(Data extracts)
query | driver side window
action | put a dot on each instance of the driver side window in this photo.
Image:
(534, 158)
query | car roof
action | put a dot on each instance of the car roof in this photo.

(Exercise details) Please repeat the listing exactly, with nothing left out.

(Written response)
query | driver side window
action | put a dot on each instance of the driver side window in this photo.
Image:
(534, 158)
query | car roof
action | put a dot on each instance of the car roof in this photo.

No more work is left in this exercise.